Goal: From the article on venue merch cuts, reproduce word for word the part from "Amid the array" up to and including "for the inconvenience.".

Supplied passage:

┏━━

Artists Push Back to Keep Their Merch Table Money
BJ Barham of American Aquarium on the 2022 Outlaw Country Cruise (photo by Larry John Fowler)
Something new popped up on American Aquarium’s merch table last week.
Amid the array of the band’s T-shirts, vinyl, and CDs at shows in Lawrence, Kansas, and Oklahoma City was a sign, simple black type on white printer paper, announcing an increase in prices and the reason behind it:
In the spirit of transparency, we want you to know that [the venue] will be taking 20% of all merchandise sold tonight. To offset this, we have been forced to raise the prices of all merchandise by 20%. We are truly sorry for the inconvenience.
The signs, which bandleader BJ Barham posted on social media as well, are an effort to let fans in on a common practice known as a merch split (also called a merch cut or merch percentage). That arrangement, usually spelled out in venues’ performance contract with the artist, gives venues a share of the merch table sales for the evening — a cut of every T-shirt, vinyl, koozie, and sticker — even if they provide nothing but the space for the sales to happen.

┗━━

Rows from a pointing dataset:
┏━━

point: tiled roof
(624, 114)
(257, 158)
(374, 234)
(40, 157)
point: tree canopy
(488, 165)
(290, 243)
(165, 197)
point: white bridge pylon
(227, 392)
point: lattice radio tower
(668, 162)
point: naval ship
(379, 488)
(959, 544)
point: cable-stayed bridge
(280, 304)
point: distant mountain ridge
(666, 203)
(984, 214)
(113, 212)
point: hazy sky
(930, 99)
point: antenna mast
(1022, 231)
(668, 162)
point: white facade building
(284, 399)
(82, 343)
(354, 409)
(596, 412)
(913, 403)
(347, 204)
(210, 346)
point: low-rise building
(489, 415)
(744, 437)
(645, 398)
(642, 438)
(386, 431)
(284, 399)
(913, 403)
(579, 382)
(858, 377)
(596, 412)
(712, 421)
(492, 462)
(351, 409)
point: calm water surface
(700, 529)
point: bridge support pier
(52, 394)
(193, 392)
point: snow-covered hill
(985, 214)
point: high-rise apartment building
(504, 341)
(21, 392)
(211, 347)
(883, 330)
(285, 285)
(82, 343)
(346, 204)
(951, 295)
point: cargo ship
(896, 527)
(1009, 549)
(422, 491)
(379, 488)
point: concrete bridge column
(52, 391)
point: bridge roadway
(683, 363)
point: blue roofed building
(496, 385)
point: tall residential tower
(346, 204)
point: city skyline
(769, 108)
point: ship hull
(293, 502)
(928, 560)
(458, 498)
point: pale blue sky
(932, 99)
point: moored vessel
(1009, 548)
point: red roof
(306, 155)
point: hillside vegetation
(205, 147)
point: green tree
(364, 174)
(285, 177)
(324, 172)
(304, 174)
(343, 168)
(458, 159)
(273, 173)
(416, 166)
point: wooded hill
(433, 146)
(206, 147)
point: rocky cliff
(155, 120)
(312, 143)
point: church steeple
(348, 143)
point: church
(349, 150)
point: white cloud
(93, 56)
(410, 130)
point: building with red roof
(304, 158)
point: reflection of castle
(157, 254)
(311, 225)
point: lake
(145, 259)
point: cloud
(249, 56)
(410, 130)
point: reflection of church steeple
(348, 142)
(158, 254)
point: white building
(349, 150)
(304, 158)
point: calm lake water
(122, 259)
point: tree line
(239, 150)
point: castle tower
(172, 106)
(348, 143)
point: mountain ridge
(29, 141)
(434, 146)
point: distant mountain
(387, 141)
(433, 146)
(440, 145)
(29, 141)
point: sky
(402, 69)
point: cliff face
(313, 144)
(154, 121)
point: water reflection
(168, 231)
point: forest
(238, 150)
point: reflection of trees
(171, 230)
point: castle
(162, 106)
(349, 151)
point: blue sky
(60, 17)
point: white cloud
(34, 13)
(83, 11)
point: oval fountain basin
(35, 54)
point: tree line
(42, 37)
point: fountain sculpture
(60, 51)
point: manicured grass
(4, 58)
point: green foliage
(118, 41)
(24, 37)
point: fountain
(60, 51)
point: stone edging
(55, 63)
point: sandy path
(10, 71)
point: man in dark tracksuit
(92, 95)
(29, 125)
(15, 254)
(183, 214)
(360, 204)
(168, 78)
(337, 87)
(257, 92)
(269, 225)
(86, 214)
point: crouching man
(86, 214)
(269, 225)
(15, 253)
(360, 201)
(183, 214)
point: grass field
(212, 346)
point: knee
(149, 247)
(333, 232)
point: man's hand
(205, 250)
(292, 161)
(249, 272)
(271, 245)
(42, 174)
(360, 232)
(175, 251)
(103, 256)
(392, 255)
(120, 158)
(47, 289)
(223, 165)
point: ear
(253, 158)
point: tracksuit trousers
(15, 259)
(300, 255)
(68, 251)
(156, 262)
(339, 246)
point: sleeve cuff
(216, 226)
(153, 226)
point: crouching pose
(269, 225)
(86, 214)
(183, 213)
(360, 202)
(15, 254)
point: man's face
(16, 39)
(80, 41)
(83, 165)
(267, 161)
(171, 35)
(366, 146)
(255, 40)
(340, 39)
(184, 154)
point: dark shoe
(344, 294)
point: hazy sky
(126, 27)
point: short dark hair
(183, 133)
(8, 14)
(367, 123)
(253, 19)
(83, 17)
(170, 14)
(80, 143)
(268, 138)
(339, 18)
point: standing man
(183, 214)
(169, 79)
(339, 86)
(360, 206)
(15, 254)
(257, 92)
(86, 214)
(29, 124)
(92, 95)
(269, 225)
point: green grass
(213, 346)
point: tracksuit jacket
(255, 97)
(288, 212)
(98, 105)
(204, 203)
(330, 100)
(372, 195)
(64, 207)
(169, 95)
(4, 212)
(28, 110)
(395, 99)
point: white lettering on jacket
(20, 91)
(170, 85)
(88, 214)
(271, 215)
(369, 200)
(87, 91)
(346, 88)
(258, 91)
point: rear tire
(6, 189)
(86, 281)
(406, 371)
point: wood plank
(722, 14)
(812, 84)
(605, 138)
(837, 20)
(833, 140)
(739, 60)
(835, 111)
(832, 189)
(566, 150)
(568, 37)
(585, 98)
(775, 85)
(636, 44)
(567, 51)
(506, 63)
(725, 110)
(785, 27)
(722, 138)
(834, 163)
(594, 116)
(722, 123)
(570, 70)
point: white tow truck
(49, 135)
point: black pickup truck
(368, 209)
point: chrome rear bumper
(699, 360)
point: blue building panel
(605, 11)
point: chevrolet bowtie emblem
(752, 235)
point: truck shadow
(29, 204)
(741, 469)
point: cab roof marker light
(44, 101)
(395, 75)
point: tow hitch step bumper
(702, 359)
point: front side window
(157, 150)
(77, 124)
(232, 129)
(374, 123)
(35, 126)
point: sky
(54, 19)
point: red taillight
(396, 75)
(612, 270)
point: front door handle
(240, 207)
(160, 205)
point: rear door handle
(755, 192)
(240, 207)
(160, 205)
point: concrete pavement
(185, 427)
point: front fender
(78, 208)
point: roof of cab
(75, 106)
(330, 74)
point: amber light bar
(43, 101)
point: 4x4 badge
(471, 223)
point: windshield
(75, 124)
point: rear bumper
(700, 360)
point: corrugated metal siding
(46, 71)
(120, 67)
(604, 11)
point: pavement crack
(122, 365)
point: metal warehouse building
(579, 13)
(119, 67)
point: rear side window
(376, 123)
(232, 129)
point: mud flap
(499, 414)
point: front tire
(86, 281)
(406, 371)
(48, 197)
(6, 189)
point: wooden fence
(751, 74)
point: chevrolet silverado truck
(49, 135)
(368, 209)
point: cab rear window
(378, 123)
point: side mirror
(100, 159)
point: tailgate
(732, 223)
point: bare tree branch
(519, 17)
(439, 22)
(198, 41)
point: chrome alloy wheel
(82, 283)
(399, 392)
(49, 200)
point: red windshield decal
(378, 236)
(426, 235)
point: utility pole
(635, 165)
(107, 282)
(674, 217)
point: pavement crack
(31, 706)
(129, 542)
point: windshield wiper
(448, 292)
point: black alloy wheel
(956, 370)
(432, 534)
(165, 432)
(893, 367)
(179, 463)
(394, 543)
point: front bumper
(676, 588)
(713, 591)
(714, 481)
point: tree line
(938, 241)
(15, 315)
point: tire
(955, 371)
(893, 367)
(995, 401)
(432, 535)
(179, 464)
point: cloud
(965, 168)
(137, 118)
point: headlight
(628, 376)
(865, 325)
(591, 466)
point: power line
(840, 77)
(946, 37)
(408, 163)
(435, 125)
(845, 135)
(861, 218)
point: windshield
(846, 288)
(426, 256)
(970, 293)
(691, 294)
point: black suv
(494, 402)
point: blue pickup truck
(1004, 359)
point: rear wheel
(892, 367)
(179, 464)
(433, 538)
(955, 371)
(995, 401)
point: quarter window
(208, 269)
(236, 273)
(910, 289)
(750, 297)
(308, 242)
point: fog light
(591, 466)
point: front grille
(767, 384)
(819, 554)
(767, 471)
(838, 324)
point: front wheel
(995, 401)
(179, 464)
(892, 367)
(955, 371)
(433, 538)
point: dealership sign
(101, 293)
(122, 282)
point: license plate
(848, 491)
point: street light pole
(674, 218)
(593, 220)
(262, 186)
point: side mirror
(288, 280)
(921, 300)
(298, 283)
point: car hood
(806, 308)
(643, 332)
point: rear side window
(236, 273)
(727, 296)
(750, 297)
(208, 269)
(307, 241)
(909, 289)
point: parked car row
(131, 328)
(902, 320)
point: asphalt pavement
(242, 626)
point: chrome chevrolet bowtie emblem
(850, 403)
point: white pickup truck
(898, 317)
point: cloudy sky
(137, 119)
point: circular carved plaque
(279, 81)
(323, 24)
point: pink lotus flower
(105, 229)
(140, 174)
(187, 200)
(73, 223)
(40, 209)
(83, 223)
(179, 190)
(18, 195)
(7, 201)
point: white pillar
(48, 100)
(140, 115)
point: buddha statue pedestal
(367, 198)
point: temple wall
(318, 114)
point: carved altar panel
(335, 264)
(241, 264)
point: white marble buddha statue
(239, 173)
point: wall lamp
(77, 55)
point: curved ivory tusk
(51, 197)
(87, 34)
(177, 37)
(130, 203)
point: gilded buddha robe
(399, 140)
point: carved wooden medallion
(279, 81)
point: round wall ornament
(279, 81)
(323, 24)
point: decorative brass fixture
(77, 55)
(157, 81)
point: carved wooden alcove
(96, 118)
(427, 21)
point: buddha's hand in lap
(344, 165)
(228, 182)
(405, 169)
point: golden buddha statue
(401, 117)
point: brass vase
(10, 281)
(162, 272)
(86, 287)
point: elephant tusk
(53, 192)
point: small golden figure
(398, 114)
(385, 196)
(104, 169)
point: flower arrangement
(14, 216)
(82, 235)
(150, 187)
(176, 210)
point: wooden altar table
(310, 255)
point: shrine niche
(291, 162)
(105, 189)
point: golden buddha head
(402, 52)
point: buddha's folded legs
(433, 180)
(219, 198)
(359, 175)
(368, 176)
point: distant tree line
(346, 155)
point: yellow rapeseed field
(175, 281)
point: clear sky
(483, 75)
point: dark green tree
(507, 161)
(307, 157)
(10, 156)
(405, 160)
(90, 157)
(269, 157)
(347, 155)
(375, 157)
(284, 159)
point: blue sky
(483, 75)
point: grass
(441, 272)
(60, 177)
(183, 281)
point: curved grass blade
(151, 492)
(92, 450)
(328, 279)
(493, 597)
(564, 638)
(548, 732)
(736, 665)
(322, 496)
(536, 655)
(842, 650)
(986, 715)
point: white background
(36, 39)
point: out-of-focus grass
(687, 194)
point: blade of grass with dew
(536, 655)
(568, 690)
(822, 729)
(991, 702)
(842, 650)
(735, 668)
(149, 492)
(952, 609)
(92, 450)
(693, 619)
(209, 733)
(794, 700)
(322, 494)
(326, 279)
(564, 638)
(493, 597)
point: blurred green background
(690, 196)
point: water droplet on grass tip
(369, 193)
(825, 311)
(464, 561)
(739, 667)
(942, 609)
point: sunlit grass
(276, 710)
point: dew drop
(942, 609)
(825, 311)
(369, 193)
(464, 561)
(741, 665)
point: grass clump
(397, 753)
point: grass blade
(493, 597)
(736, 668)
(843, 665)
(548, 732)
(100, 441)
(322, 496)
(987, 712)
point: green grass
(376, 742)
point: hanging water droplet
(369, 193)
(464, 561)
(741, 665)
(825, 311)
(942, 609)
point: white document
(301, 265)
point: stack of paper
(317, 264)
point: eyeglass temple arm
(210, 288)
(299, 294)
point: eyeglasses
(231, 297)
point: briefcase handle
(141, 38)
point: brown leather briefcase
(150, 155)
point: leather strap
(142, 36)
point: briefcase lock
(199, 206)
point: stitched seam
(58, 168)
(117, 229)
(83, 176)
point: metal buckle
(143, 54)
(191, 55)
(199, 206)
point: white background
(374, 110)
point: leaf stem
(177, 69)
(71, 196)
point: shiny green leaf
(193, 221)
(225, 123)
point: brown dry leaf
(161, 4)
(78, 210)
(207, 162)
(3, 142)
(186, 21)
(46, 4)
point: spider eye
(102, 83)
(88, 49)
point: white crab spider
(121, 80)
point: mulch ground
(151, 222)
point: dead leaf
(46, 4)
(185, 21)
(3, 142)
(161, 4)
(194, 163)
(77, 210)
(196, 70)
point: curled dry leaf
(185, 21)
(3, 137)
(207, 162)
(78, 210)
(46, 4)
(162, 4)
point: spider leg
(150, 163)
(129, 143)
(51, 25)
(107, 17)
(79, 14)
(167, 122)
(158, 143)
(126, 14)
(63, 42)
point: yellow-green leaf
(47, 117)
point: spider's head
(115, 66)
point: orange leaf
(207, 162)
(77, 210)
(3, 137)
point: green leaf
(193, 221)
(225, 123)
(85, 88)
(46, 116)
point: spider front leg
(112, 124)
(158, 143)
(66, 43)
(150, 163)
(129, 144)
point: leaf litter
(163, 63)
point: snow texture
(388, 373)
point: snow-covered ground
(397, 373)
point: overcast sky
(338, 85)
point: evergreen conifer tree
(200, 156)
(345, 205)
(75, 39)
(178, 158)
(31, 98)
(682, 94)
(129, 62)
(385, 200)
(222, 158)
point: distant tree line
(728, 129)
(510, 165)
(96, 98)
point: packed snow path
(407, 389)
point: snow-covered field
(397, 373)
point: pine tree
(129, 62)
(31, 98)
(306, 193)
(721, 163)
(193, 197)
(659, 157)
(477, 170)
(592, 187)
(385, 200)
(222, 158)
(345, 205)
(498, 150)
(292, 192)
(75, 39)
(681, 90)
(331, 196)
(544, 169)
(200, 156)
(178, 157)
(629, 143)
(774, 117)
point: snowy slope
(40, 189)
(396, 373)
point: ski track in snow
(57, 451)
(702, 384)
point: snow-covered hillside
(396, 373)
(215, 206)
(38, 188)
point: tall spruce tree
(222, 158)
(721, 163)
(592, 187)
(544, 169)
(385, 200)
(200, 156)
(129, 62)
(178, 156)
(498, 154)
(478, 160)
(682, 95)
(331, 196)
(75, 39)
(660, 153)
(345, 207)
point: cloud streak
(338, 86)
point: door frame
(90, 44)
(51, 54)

┗━━

Output of the exercise:
Amid the array of the band’s T-shirts, vinyl, and CDs at shows in Lawrence, Kansas, and Oklahoma City was a sign, simple black type on white printer paper, announcing an increase in prices and the reason behind it:
In the spirit of transparency, we want you to know that [the venue] will be taking 20% of all merchandise sold tonight. To offset this, we have been forced to raise the prices of all merchandise by 20%. We are truly sorry for the inconvenience.